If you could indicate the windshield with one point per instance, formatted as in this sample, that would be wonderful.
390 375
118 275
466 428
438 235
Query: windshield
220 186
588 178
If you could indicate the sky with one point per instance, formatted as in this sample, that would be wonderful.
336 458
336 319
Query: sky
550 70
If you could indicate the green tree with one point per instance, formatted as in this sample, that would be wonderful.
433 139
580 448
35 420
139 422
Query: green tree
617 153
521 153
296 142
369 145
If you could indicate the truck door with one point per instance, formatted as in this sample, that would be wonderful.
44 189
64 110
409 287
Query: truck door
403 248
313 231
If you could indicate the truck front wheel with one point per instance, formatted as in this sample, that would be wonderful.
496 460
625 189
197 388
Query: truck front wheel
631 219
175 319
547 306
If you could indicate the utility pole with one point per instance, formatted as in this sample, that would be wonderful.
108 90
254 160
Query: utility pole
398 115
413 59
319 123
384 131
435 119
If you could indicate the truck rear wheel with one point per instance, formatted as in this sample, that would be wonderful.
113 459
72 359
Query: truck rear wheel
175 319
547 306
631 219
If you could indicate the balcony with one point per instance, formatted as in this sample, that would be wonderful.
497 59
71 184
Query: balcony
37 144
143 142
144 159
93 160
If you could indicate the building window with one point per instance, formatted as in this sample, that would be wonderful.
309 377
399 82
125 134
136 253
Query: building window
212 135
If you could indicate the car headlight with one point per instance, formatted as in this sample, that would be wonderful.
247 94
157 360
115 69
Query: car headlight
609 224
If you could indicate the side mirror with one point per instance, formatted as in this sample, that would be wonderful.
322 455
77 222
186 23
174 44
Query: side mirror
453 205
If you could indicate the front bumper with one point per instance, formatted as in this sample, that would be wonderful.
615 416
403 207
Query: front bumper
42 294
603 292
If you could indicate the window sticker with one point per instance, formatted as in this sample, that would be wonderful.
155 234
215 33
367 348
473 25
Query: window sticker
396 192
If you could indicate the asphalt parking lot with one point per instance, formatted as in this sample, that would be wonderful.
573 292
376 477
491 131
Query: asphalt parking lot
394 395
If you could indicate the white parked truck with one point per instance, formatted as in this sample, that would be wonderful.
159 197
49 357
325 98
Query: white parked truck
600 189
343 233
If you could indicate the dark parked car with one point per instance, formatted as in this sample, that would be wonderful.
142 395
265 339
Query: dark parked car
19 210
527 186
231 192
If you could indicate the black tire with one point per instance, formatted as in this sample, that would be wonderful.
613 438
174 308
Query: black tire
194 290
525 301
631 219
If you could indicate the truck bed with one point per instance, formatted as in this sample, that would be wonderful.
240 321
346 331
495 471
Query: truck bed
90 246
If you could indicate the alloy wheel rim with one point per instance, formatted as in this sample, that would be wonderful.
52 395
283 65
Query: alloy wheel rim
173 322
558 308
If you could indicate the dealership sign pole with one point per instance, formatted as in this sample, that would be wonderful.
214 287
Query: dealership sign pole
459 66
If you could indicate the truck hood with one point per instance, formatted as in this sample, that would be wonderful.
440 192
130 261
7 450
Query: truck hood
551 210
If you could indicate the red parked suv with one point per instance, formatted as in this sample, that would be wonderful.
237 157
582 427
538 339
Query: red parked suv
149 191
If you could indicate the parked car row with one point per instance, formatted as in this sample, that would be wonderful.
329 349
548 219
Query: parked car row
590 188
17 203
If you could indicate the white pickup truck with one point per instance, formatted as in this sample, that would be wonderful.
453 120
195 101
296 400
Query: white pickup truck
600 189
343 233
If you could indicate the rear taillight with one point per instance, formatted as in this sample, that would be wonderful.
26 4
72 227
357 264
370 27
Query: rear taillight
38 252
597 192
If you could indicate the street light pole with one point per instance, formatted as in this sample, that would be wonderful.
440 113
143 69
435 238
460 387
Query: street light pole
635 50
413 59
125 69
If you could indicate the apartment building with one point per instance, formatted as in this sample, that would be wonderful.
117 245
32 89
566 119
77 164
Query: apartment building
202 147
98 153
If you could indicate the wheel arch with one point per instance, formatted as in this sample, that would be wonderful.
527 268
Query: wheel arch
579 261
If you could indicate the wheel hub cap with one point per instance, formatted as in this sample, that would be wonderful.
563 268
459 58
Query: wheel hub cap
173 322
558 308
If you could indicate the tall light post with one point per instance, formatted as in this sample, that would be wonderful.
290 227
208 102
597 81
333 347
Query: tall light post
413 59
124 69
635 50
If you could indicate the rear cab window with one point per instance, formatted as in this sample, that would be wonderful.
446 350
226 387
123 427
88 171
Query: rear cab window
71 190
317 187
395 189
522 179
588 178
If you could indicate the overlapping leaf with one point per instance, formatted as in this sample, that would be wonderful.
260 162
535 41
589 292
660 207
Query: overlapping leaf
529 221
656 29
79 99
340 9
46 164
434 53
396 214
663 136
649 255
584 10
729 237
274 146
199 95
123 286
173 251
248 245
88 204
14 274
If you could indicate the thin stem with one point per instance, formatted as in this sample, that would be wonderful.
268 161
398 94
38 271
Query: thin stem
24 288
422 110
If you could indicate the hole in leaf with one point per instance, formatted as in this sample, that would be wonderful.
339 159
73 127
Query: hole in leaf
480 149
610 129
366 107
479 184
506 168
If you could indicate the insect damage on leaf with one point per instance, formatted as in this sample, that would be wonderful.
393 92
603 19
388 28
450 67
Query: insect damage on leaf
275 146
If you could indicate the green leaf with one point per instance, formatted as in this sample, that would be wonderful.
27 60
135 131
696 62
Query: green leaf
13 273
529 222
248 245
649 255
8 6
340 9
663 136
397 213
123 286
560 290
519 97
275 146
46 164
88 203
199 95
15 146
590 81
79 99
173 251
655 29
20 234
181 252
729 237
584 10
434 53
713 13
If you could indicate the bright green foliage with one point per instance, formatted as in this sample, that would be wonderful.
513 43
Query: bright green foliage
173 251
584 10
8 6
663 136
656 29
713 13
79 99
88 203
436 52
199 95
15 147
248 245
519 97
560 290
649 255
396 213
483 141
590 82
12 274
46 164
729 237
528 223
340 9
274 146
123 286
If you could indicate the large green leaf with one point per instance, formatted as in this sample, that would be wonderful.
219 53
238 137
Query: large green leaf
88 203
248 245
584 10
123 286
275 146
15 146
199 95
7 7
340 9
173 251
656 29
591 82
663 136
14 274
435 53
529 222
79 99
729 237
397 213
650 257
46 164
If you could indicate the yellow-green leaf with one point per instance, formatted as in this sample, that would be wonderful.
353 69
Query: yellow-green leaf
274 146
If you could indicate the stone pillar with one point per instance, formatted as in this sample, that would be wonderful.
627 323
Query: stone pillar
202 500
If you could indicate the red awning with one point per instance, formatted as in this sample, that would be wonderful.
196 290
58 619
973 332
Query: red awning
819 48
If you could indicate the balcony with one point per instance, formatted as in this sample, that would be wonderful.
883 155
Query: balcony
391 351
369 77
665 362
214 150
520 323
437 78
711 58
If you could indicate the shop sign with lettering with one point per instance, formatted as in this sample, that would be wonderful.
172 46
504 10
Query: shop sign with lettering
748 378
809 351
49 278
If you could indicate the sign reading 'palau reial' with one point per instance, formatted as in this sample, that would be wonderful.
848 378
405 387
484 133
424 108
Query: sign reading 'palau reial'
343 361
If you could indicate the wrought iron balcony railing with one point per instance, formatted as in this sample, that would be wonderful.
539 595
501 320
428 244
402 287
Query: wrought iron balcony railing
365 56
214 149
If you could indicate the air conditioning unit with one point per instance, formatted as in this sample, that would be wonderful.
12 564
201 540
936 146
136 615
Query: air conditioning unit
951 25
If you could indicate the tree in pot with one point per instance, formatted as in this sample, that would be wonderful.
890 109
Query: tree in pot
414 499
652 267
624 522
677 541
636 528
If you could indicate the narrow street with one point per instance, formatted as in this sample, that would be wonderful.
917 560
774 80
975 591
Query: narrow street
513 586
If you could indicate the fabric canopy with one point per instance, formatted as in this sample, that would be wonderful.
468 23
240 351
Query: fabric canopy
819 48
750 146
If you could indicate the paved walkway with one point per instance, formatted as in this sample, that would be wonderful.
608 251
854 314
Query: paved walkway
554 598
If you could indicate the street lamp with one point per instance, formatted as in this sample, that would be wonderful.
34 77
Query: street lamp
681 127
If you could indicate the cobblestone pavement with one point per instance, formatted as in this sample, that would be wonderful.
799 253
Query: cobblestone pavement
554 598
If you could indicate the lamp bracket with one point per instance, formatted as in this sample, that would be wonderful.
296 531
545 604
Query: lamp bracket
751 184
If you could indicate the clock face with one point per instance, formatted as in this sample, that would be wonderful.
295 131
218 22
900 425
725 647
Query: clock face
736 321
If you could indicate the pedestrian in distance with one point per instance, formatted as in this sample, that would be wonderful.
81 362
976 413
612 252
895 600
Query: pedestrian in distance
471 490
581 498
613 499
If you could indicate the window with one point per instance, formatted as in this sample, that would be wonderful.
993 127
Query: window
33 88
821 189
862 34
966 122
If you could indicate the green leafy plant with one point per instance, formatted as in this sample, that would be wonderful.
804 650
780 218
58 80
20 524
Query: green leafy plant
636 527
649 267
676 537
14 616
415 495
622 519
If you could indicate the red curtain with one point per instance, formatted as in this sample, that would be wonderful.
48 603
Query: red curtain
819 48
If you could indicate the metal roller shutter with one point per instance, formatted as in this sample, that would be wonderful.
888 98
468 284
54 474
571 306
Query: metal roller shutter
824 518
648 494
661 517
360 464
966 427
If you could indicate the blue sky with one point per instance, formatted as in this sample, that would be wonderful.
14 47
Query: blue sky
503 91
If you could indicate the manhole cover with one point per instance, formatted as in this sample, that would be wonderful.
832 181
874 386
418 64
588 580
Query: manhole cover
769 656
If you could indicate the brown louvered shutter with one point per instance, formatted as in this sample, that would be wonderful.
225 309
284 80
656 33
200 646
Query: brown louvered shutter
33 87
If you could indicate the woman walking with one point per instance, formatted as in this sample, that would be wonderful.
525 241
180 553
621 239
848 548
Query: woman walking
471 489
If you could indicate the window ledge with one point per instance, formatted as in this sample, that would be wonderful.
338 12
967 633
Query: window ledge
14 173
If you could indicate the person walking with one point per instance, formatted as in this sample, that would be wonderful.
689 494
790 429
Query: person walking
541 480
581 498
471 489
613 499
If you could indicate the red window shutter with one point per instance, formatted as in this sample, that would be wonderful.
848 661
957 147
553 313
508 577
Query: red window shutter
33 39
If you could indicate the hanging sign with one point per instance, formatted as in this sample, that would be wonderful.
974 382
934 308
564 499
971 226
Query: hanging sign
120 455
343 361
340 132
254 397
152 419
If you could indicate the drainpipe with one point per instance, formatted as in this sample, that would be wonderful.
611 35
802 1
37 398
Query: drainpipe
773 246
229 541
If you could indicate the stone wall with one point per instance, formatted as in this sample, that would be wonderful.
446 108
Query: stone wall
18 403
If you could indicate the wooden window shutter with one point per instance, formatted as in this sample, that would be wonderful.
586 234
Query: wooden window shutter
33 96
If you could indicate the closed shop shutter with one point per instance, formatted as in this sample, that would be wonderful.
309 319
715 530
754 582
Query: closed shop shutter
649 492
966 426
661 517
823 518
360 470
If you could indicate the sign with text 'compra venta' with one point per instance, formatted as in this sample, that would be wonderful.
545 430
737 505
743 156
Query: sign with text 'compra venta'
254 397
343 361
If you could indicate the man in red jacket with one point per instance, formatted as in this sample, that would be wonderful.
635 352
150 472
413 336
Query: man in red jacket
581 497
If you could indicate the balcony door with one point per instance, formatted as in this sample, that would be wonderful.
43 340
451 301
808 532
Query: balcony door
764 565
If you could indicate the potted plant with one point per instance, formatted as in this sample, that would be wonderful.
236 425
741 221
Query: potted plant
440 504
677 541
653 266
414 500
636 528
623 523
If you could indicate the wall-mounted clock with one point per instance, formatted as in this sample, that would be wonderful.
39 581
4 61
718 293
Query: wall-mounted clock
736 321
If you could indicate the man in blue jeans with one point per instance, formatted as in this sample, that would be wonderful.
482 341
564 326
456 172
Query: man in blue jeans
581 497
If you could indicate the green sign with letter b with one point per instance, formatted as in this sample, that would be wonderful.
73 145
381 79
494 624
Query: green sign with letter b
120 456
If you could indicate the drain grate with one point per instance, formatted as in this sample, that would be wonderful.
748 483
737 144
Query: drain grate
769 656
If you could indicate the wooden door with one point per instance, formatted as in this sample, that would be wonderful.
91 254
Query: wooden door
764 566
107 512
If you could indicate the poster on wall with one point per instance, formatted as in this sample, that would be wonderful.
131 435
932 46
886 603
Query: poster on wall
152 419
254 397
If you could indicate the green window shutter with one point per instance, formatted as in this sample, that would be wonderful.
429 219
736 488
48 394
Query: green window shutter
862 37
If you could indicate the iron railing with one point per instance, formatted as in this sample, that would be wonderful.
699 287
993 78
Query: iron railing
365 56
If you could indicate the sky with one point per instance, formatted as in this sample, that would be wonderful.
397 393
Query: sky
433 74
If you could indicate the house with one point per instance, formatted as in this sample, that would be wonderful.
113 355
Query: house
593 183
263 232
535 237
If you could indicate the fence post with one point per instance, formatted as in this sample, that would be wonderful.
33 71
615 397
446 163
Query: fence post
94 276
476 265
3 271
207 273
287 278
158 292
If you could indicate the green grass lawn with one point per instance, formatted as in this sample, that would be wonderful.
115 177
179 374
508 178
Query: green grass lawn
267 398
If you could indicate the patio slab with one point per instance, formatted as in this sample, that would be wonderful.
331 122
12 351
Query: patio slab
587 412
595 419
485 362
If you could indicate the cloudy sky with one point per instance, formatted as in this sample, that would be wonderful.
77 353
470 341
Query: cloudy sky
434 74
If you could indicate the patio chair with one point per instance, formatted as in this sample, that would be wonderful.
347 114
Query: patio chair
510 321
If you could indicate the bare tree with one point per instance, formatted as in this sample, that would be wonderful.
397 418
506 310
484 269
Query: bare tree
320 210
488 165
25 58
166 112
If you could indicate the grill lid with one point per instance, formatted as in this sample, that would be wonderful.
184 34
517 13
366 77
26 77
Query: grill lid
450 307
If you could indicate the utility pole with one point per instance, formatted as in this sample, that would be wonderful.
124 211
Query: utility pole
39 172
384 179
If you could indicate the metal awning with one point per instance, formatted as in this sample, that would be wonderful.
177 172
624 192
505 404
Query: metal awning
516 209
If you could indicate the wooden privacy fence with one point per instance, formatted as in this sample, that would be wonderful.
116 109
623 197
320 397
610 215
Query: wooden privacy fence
◆ ◆ ◆ ◆ ◆ ◆ ◆
### DESCRIPTION OF THE TASK
Show each line of the records above containing "privacy".

### RESPONSE AREA
If you could indicate the wooden privacy fence with one point per instance, formatted as in this sample, that would be wonderful.
Query: wooden privacy fence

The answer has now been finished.